**EXERCISE TASK 1**: Copy out the stretch of the trading floor text from "After this visit, I" through "intelligent carny folk.".
**EXERCISE TASK 2**: Rewrite the entries below with "shoulder" replaced by "knee" and everything else left as it is. Leave the pictures out of your answer.

**** READING TEXT

As some readers may know, I have worked on the CME trading floor for most of my professional career. I visited while in college and was in awe of the size, the noise, and the chaos of the trading floor. It was like nothing I had ever seen before. In college, I read textbooks, learned how to audit a balance sheet, and did a million case studies but this was different.
There was an energy to the floor, an immediacy to it. Problem-solving in live-action, with millions of dollars on the line - I was in love. You couldn’t raise your hand and ask the teacher to explain the answer or break out into study groups to find the optimal solution. On the floor, you had to figure it out and figure it out quick.
After this visit, I begged an acquaintance for a summer job down there. During the summer of my sophomore year, I fetched him and his desk coffee and lunch while learning basic option theory when I had time. The following summer, I worked with a market making group and learned even more (while still fetching lunch, obviously).
While the hours were tough for 20-year-old Ian - 6 AM start, with an hour plus commute from my parents’ crib - the experience encapsulated everything I loved about business. No one cared about your background, your grades, or your seniority. All that mattered was getting the job done. As someone once perfectly described it to me, the floor was made up of intelligent carny folk.
And let me tell you there were way too many people with ponytails…
And we spent a lot of our downtime betting on how many chicken nuggets, burgers, or (live) goldfish an intern could eat.
Not to mention the high level of alcohol use. The real ones know the bar in the basement (named after the goddess of grain) Ceres would serve you a whiskey coke that consisted of a full glass of whiskey with a can of Coke on the side.
And if you weren’t careful someone might make paper spurs and put them on your shoes and yell “Yee-haw” while you walked by. Or do the same to your jacket collar and hum the Jaws theme song.
We would chant “USA, USA, USA” when good financial numbers came out and “Boo” bad economic news.
Meanwhile, I was called unspeakable things by every boss, client, and co-worker I’ve ever had on the floor and I loved every minute of it. Maybe I just enjoy the high school locker room mentality (although there are a lot of badass women on the floor) but the camaraderie formed on the floor has left me with multiple lifelong friends.
Unlike me, most of you probably know very little about the trading floor aside from Trading Places…
Or Ferris Bueller…
But the Chicago Board of Trade has a long and rich history in Chicago. It was founded in 1848 making it one of the oldest exchanges in the world. Originally it was used to help people buy and sell commodities in a centralized place where credit risk could be minimized. To illustrate the focus on commodities people actually used, in 1919 the Chicago Butter and Egg Board was spun off into what is now known as the CME Group.

********
**** DATASET ENTRIES

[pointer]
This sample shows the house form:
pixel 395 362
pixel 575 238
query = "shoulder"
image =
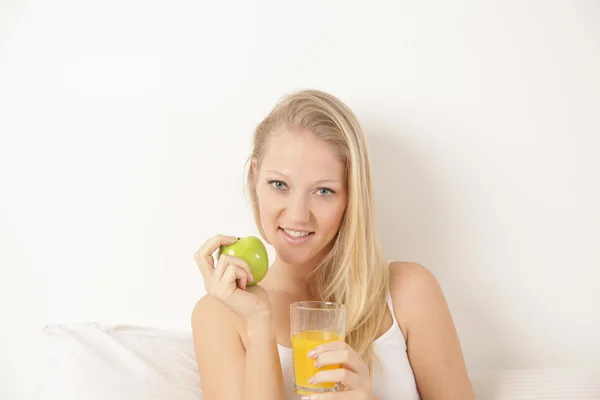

********

**FULL SOLUTION 1**:
After this visit, I begged an acquaintance for a summer job down there. During the summer of my sophomore year, I fetched him and his desk coffee and lunch while learning basic option theory when I had time. The following summer, I worked with a market making group and learned even more (while still fetching lunch, obviously).
While the hours were tough for 20-year-old Ian - 6 AM start, with an hour plus commute from my parents’ crib - the experience encapsulated everything I loved about business. No one cared about your background, your grades, or your seniority. All that mattered was getting the job done. As someone once perfectly described it to me, the floor was made up of intelligent carny folk.

**FULL SOLUTION 2**:
[pointer]
This sample shows the house form:
pixel 395 362
pixel 575 238
query = "knee"
image =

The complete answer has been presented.